» WHAT IS ASKED
1 – According to the Xena bindings page, what is set at the top of the sword hilt on the Najara binding?
2 – Shorten the paragraph beginning "For the third year in a row" from the Xena bindings page into a brief bulleted list that keeps its main facts.
3 – Using the Xena bindings page, explain why the Najara binding comes with a clamshell box and why "bumpers" were placed inside its lid.

» PAGE EXTRACT
%%

Series  of  Three  Custom  Xena  Collector  Bindings

For the third year in a row I've done a set of unique bindings for 3 people who have the online newsletter The Xena Prop House bound.  This newsletter is for people who collect props and costumes from the Xena television series that continues to live on even though it went off the air in 2001.  Each of the bindings features a costume piece from that customer's personal collection.  I'll discuss each one individually below.

These are incredibly time-consuming.  Estimates for projects of this complexity are quoted on an individual basis .

This extremely detailed binding portrays the headdress, sword, and scabbard of the Najara character on Xena. This cover is dark brown goatskin leather that is inset with individual leather-covered pieces to create a design that is raised and inset at the same time.  It is always a challenge to portray a headdress (something that is very 3-dimensional) as a flat image on a cover.  The only way that I could incorporate both items and make them make sense was to make them appear to be "hanging" on hooks.  The headdress is made up of 10 separate pieces covered in pig suede and pared-down cowhide.  The dark blue decoration is added with fabric paint and the headdress is accented with decorative brass rivets.  The sword hilt has a real garnet cabochon at the top (the real prop sword has a red stone there) and is covered with dark gray goatskin that has been pared down thin by hand to take the shape of the underlying sword hilt.  The sword scabbard is a combination of blue-gray pig suede and light tan full-thickness cowhide with cowhide lacing through the holes.  The hooks are black pigskin leather mounted in a recess on an Italia calf leather covered "board" that has been accented with Japanese Suminagashi marbling technique to give it a wood grain look.  The logo for the newsletter is blind stamped on the cover.  This book also has a cloth-covered clamshell box to store it in because that light tan cowhide will get dirty if you just look at it.  It needs protection.  The box is covered with brown print imitation leather cloth and eggshell linen book cloth on the edges.  "Bumpers" were added inside the lid so that the raised elements on the cover sit in air space and do not rub against the inside of the box.

%%

» GIVEN INFORMATION
%%

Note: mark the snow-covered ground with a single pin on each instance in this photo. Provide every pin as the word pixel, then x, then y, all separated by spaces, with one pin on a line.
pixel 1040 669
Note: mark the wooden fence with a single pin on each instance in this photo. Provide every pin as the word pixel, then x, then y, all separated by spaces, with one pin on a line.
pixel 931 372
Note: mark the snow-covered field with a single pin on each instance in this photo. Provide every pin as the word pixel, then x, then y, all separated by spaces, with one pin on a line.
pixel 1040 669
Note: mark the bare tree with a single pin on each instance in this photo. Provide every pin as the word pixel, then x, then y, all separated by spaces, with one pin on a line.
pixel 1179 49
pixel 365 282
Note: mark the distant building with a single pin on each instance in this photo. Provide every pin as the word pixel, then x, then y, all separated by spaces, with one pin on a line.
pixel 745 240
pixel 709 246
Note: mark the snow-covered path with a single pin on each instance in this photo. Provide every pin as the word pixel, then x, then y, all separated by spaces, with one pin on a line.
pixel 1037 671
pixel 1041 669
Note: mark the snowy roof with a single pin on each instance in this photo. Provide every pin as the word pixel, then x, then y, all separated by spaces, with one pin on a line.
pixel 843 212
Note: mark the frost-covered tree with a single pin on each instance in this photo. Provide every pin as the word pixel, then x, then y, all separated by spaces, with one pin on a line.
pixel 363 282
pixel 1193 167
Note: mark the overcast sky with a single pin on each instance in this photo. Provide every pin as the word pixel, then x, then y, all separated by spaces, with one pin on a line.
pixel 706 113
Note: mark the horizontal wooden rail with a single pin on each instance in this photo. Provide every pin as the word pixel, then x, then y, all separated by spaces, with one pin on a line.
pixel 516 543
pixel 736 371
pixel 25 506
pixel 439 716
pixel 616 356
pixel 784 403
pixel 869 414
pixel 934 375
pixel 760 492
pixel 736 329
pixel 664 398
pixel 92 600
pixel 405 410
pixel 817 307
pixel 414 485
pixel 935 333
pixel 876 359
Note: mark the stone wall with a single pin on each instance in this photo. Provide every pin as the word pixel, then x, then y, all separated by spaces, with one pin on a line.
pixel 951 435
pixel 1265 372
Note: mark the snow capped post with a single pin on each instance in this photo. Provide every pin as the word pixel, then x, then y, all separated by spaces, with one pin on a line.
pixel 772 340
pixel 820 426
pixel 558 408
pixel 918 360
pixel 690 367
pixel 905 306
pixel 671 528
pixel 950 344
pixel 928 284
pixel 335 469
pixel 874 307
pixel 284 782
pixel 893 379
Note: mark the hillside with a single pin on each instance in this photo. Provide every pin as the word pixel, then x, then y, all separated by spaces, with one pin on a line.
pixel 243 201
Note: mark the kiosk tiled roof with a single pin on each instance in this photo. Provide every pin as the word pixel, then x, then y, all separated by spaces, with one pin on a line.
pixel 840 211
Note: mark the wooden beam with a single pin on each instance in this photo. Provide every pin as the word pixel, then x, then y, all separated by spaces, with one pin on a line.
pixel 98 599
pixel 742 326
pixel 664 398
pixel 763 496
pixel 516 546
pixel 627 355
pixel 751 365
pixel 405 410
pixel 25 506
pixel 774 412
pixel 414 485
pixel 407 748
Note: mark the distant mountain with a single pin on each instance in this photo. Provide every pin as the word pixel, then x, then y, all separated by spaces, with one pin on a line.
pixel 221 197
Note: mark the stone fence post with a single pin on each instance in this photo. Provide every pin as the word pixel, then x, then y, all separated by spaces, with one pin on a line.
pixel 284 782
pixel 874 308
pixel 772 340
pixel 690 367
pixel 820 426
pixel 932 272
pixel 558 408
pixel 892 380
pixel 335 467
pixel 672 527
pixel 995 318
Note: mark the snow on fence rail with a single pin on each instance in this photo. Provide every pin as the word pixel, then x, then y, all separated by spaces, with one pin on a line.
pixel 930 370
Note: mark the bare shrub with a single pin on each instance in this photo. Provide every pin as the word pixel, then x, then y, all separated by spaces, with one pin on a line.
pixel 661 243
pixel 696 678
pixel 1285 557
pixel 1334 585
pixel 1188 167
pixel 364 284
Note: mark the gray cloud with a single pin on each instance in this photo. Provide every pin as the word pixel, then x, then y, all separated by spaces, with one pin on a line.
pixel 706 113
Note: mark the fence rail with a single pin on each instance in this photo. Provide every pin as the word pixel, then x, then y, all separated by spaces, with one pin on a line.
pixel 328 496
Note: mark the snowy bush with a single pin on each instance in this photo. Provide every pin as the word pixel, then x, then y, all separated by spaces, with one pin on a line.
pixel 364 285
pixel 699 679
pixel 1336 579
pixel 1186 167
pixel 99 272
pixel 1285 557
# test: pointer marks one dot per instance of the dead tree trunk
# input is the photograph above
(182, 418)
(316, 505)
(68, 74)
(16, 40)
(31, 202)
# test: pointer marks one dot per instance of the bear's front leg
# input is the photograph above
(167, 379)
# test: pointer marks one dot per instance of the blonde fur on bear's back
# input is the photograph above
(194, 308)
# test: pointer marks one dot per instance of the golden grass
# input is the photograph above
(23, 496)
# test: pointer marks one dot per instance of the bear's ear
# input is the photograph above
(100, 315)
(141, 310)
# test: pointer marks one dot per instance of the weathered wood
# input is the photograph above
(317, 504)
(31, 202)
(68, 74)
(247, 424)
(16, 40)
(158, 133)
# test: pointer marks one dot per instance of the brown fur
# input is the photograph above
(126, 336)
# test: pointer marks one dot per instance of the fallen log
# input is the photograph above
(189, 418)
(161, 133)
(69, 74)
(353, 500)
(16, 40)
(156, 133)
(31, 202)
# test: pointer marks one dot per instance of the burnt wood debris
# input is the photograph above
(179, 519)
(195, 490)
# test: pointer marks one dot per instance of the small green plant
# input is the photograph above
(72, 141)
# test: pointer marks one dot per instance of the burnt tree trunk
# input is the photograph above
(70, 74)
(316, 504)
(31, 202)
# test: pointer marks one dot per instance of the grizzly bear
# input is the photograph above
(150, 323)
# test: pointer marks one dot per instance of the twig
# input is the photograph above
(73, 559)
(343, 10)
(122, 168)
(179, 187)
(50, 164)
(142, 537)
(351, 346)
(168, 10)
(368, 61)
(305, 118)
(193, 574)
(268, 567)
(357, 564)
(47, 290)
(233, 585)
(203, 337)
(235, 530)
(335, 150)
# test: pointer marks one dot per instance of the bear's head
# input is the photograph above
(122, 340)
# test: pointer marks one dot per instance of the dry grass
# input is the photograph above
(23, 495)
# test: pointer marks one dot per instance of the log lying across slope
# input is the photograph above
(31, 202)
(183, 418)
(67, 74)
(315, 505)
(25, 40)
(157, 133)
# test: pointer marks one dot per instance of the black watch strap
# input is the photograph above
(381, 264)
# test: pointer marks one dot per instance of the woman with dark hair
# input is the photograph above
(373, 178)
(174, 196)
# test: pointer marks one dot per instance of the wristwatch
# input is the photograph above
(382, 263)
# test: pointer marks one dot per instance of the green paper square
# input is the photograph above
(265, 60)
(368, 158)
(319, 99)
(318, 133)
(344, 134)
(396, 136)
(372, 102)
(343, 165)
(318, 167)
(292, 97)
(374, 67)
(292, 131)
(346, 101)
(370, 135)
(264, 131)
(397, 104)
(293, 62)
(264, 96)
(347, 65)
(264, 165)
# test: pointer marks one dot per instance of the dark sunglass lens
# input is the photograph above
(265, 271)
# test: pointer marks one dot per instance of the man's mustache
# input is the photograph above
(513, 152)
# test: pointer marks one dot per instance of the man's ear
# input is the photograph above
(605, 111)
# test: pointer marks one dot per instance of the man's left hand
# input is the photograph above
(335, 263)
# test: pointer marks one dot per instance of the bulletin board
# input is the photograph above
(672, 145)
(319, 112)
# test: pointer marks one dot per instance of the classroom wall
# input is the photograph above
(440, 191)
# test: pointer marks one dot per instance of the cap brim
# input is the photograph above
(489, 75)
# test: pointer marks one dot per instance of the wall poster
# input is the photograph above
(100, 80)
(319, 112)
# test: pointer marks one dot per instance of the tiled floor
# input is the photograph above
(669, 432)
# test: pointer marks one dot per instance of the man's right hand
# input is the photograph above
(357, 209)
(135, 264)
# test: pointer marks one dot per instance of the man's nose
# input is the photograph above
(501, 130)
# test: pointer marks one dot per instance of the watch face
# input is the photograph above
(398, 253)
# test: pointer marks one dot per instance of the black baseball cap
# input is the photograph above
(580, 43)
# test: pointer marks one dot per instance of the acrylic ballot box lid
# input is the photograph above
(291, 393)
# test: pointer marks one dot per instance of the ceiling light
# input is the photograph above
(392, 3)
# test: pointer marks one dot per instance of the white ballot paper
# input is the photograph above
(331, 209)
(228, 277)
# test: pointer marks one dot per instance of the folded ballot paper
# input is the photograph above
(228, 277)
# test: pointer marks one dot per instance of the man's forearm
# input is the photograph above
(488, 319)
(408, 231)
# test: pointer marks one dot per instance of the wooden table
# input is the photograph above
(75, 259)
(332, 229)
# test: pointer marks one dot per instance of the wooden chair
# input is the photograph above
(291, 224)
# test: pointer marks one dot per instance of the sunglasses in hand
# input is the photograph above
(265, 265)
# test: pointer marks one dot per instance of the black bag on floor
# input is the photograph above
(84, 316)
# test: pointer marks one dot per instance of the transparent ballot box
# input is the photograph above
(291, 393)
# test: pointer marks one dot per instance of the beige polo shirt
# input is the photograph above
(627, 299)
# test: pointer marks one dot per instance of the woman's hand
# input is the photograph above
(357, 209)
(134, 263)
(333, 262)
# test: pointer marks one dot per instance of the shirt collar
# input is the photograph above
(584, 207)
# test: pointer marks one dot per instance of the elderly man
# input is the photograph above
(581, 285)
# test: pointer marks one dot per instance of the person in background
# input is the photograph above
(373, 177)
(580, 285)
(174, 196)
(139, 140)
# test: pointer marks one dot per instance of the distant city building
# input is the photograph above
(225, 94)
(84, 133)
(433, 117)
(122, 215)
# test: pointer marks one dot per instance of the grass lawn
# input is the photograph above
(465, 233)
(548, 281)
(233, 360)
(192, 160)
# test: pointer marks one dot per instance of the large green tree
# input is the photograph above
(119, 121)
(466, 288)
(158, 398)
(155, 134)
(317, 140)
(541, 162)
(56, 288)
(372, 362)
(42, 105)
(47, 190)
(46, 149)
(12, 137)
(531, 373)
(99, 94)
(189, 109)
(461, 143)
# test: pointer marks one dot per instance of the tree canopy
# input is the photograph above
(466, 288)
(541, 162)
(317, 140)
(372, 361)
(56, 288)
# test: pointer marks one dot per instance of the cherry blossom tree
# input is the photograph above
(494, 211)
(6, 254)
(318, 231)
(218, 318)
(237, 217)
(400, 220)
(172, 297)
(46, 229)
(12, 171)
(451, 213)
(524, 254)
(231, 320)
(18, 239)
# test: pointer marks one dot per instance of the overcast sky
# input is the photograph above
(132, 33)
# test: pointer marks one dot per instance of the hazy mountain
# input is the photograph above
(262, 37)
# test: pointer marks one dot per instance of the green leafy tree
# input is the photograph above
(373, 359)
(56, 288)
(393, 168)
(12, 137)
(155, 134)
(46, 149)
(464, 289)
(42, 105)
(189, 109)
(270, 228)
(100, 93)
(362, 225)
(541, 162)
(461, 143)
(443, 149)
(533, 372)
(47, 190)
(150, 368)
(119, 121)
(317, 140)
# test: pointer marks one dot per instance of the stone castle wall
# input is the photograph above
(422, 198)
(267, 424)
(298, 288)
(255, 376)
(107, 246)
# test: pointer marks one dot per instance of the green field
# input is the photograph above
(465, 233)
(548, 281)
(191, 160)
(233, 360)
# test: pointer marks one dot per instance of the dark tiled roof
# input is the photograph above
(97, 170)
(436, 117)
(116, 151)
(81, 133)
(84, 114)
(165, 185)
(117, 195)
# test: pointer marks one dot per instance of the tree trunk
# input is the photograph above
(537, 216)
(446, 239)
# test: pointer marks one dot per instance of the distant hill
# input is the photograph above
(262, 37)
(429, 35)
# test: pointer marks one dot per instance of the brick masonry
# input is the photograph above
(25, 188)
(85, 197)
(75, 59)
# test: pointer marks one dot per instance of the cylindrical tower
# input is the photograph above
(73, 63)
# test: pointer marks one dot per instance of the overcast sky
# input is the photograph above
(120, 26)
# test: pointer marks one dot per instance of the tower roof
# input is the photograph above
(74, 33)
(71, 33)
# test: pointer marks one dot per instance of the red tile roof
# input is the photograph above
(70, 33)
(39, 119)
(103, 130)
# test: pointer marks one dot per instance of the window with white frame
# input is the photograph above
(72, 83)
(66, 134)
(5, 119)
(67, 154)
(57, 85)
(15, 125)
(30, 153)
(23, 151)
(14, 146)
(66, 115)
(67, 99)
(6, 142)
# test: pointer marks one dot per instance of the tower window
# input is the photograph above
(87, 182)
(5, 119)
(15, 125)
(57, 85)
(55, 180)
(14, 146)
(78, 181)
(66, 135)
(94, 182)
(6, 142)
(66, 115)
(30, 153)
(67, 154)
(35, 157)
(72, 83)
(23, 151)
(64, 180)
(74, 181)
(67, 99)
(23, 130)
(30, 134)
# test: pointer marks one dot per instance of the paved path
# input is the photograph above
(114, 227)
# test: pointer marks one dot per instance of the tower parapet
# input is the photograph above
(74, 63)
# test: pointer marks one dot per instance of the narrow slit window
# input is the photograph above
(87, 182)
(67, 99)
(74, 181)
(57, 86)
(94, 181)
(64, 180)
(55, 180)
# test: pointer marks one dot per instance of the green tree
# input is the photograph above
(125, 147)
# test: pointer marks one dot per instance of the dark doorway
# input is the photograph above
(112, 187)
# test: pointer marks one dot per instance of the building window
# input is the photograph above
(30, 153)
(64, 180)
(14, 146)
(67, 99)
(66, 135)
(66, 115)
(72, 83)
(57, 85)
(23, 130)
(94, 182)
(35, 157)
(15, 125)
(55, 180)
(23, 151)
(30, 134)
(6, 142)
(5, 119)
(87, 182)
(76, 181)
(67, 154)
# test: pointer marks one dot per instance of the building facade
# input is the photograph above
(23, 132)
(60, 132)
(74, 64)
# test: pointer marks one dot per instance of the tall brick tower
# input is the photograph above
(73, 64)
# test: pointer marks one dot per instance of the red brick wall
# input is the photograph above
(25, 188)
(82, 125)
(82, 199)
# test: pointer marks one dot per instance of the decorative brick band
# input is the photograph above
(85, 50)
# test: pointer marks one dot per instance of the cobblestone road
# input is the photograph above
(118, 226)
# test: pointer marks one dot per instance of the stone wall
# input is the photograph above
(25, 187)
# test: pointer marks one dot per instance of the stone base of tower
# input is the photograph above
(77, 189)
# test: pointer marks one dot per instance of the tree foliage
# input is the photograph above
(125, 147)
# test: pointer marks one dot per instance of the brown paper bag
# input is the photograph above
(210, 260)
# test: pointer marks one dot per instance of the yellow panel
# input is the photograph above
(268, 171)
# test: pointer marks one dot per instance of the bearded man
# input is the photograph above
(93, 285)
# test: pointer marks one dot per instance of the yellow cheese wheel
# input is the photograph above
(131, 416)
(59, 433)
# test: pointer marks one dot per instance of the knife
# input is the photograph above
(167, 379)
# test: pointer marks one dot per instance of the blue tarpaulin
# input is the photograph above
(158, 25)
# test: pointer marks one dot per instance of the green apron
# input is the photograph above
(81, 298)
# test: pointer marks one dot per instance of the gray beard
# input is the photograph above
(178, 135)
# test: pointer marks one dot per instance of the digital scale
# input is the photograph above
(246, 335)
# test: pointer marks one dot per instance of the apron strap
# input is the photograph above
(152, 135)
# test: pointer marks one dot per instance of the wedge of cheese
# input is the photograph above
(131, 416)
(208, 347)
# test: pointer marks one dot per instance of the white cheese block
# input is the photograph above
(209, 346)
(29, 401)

%%

» RESULTS FOR THE EXERCISE
1 – A real garnet cabochon.

2 –
- This is the third year in a row of making a set of unique bindings for 3 people who have The Xena Prop House newsletter bound.
- The online newsletter is for collectors of props and costumes from the Xena television series, which went off the air in 2001.
- Each binding features a costume piece from that customer's personal collection.

3 – The box protects the book because the light tan cowhide gets dirty easily. The bumpers inside the lid leave air space around the raised elements on the cover, so they don't rub against the inside of the box.